He remembers the meetings with Papandreou vividly, five times alone in the Prime Minister's home at Kastri, once at the home of a Papandreou intimate, Michalis Ziangas. At the first meeting in early 1986, Koskotas recalls, the Prime Minister had a proposal: Koskotas should start a daily newspaper to provide positive coverage of the Papandreou family. Koskotas later put up the money, and the first issue of the paper, called 24 Hours, appeared in February 1988.
The Prime Minister always seemed to possess inside information. Papandreou, says the banker, taps the home and business telephones of such rivals as the head of the political opposition, New Democracy's Constantine Mitsotakis, and unfriendly publishers. "I know all their plans," he proudly told Koskotas.
Papandreou came to assume that Grammi's national magazines and newspapers really served him. Certain Papandreou favorites were hired as editors. Says Koskotas: "All our editors were instructed never to criticize the Prime Minister personally, not even a single cartoon." Papandreou urged Koskotas to neutralize hostile newspapers by buying them up gradually. At their second meeting in early 1987, Papandreou pressed Koskotas to buy Kathimerini, the country's most respected paper; he did, using Bank of Crete funds.
Another time Papandreou had an unexpected idea: Koskotas should purchase the Olympiakos football team. Papandreou, according to Koskotas, wanted the banker to build up the team, so that just before the 1989 election the government would agree to build Olympiakos a new stadium, an announcement certain to be highly popular. Koskotas laid out 4 billion drachmas for the plan.

RECORDS:
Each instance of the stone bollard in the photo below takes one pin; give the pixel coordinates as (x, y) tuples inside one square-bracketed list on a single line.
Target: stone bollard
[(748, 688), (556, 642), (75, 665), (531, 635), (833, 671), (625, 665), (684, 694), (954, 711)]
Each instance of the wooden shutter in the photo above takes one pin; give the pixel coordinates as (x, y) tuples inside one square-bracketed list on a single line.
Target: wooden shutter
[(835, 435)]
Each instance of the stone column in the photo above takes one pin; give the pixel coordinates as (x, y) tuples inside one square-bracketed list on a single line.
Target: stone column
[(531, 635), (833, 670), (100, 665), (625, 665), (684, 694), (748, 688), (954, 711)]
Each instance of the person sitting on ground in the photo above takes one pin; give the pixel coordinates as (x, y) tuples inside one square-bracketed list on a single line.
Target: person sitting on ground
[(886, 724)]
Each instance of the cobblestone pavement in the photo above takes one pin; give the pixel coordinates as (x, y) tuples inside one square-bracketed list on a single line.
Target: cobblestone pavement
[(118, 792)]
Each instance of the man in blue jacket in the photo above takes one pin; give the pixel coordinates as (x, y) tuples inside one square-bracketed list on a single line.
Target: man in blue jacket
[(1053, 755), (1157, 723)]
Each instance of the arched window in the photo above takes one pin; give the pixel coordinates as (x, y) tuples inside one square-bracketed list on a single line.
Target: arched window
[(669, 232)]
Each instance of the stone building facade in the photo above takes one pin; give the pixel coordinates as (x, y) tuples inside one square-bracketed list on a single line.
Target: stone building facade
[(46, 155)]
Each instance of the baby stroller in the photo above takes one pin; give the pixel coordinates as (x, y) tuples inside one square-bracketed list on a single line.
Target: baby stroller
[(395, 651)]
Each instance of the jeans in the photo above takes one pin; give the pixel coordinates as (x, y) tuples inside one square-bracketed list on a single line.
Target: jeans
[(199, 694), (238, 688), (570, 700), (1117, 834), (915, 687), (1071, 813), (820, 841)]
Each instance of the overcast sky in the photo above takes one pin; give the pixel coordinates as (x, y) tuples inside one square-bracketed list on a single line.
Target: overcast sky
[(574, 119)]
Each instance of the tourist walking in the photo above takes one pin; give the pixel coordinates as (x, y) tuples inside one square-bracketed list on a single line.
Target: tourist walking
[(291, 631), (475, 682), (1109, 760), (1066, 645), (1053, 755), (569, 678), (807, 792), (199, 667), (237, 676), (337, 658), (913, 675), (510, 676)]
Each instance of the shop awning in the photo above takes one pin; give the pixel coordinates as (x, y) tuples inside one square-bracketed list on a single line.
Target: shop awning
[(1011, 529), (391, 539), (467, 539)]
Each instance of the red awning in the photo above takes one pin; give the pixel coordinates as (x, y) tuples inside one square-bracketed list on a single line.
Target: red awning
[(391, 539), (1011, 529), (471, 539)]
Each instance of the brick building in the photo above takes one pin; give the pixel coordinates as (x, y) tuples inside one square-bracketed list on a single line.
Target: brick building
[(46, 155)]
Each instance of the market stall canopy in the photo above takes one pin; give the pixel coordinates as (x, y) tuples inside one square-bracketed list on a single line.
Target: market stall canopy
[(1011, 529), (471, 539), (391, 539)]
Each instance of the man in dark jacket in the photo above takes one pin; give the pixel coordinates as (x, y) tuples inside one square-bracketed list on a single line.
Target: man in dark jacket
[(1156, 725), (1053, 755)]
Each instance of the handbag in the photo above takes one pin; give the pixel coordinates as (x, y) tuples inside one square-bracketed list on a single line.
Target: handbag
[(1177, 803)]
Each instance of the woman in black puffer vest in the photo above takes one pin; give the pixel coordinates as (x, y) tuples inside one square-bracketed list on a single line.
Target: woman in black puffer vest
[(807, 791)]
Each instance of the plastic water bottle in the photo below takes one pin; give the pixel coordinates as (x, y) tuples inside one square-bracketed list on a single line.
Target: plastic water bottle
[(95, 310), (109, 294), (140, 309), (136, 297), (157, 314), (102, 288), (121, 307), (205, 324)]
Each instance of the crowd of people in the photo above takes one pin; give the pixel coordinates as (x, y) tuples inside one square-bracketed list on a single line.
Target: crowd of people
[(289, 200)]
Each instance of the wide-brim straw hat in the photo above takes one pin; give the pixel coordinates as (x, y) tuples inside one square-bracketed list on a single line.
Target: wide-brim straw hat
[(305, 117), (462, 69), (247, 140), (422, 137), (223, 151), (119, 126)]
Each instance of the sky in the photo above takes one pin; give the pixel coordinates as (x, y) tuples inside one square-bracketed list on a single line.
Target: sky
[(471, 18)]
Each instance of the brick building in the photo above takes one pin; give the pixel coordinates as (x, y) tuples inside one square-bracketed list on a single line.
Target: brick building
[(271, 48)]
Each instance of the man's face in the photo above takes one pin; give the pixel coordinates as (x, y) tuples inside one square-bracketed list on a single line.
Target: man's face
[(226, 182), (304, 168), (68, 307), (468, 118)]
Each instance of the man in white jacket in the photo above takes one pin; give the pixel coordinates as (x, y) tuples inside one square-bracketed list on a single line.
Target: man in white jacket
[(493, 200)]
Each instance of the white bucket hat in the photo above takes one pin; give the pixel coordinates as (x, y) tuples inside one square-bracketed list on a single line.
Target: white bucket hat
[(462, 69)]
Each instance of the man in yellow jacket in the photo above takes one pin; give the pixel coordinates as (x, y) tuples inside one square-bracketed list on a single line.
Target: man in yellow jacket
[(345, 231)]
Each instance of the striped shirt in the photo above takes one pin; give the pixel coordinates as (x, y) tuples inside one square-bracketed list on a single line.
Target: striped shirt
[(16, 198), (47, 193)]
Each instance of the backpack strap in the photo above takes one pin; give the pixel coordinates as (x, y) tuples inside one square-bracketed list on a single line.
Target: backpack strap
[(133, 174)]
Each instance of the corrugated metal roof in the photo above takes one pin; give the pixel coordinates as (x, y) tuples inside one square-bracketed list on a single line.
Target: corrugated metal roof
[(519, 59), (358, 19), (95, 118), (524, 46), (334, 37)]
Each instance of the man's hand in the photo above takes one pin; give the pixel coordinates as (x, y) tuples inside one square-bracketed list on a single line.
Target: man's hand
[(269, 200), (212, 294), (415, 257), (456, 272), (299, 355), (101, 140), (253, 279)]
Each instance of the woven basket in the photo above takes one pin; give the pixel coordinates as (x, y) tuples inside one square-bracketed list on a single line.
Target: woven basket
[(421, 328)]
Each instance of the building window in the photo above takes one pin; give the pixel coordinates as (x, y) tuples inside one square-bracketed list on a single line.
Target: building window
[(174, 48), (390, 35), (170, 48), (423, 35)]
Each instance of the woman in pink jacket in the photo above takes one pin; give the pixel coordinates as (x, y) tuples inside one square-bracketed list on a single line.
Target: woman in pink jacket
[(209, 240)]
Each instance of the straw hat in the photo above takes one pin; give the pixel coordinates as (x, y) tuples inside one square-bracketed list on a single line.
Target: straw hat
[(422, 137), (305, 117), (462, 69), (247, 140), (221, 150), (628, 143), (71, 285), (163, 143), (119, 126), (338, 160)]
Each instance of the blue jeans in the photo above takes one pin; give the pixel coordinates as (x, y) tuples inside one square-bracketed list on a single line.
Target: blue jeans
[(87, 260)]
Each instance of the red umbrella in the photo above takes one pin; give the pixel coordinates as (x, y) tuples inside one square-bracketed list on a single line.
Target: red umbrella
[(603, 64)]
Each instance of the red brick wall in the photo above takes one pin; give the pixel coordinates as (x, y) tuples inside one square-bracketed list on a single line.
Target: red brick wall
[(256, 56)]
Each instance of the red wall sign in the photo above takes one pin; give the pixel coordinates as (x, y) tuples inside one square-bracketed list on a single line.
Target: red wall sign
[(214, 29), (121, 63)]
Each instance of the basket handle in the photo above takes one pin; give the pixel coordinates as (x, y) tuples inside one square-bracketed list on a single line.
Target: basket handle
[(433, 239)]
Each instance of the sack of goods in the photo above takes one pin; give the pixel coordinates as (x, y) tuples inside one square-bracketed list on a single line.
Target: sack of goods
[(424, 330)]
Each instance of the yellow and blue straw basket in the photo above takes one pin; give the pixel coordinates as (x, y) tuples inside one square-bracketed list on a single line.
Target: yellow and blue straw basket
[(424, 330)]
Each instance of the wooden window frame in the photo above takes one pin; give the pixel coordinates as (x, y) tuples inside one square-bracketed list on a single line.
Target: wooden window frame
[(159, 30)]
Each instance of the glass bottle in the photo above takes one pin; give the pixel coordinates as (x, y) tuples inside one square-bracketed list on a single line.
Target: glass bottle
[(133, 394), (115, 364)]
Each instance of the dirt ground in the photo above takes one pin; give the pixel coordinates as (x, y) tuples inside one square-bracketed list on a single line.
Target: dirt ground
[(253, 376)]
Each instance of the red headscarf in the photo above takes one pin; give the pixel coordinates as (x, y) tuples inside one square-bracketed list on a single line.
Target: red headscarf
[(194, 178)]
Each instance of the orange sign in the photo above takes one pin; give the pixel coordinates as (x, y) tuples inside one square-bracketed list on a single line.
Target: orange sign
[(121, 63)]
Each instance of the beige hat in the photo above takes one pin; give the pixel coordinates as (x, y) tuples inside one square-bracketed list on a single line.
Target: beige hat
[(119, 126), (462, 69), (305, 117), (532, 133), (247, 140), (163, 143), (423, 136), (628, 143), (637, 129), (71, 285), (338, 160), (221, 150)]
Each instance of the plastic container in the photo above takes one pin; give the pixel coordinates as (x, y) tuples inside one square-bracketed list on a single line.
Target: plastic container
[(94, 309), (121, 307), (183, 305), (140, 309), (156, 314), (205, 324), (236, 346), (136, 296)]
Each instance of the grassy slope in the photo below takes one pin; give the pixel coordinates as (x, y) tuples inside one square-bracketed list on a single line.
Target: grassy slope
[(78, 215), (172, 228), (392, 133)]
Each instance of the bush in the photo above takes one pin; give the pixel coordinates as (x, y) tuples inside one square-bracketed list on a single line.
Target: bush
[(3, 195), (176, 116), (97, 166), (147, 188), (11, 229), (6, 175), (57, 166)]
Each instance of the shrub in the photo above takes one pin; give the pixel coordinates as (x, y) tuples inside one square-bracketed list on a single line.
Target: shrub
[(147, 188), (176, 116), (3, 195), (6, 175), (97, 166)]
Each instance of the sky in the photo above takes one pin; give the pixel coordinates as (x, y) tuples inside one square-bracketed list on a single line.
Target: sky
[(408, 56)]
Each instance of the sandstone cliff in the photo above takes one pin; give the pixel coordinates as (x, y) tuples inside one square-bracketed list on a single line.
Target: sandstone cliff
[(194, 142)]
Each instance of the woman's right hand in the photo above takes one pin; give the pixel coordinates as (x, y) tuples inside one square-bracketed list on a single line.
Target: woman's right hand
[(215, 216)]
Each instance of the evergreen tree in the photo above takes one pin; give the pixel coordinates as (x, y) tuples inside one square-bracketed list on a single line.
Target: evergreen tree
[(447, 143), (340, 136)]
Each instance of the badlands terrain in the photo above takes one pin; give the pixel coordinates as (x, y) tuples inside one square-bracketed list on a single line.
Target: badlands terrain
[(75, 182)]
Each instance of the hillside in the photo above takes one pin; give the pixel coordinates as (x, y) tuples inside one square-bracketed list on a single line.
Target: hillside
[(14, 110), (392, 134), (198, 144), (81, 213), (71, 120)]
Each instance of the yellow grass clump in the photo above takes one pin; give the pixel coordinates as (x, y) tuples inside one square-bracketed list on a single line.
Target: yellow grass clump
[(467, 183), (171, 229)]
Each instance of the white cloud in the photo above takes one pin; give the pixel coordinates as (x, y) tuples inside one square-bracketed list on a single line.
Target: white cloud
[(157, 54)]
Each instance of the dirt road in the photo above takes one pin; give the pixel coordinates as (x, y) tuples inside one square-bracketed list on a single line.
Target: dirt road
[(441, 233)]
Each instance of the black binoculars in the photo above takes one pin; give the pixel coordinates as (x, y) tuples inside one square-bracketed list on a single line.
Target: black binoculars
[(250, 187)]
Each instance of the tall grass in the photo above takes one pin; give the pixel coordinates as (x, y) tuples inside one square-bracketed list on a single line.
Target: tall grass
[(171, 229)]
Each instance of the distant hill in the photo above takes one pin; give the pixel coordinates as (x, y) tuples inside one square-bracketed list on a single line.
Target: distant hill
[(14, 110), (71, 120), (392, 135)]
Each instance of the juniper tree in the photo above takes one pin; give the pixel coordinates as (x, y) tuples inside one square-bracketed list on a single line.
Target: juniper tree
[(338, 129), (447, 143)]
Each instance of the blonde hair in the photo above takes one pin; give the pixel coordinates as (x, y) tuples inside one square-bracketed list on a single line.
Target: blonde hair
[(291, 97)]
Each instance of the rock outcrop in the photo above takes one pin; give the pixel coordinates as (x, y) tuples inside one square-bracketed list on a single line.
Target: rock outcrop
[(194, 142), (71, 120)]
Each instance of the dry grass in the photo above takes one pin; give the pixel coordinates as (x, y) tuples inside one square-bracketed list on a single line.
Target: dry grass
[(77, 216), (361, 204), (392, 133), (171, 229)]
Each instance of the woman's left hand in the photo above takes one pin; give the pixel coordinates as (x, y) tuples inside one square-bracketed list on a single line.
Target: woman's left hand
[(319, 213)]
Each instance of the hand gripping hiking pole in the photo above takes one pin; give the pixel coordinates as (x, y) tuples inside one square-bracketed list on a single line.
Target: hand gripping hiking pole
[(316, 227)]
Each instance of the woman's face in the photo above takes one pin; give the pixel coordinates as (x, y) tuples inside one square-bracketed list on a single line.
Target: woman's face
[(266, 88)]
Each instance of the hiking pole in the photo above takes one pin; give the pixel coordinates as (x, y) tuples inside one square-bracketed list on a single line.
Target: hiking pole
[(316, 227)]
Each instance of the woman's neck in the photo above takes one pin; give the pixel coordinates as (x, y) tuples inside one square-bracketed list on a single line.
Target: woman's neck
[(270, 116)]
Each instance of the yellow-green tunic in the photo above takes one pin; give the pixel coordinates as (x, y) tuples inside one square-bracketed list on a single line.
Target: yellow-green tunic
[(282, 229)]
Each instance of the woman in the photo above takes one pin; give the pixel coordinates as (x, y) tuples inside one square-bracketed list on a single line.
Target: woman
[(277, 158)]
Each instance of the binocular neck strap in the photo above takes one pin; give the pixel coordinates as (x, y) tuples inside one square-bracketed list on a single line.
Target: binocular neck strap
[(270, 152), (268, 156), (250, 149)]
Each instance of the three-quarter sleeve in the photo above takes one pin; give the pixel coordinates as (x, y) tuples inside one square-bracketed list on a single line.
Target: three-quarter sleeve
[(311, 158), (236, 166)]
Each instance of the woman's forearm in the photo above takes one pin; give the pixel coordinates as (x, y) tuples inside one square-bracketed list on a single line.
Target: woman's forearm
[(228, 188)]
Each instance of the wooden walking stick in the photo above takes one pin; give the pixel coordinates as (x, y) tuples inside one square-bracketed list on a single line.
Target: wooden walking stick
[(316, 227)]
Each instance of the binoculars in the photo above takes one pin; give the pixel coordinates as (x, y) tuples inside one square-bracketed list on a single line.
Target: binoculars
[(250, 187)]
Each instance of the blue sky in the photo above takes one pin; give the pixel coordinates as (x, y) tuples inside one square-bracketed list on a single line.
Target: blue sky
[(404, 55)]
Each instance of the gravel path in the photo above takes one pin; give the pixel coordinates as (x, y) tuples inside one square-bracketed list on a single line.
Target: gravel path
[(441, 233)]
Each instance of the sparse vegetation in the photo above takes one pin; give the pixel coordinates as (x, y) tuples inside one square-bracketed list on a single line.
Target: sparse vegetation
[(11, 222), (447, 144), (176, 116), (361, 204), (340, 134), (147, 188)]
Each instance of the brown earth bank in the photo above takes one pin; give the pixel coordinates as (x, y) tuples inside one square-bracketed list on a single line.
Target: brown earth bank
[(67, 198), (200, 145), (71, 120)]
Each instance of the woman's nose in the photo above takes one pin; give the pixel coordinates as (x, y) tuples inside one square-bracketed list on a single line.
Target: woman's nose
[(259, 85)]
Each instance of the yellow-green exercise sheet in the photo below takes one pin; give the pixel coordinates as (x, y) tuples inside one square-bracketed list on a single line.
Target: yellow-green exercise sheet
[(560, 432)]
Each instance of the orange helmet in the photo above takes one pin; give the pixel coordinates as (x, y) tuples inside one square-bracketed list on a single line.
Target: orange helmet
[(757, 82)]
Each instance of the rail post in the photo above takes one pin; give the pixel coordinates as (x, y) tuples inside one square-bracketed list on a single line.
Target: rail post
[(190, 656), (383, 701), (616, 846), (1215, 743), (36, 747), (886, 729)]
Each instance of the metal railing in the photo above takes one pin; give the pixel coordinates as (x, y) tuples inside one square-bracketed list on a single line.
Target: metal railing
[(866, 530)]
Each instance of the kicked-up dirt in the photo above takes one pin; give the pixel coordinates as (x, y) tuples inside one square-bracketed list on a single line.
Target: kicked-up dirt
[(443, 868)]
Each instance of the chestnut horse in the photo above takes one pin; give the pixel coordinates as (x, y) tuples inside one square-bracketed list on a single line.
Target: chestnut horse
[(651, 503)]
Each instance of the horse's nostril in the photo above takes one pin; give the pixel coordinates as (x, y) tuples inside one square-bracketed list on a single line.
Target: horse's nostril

DIRECTIONS:
1) Reproduce the stretch of the passage on Koskotas and Papandreou from "Papandreou came to" through "of Crete funds.".
2) Format the lines of the listing from the one containing "Each instance of the yellow-green tunic" through the one containing "[(282, 229)]" as a JSON list of strings, one string per line, skipping any blank lines.

RESPONSES BY TASK:
1)
Papandreou came to assume that Grammi's national magazines and newspapers really served him. Certain Papandreou favorites were hired as editors. Says Koskotas: "All our editors were instructed never to criticize the Prime Minister personally, not even a single cartoon." Papandreou urged Koskotas to neutralize hostile newspapers by buying them up gradually. At their second meeting in early 1987, Papandreou pressed Koskotas to buy Kathimerini, the country's most respected paper; he did, using Bank of Crete funds.

2)
[
  "Each instance of the yellow-green tunic in the photo above takes one pin; give the pixel coordinates as (x, y) tuples inside one square-bracketed list on a single line.",
  "Target: yellow-green tunic",
  "[(282, 229)]"
]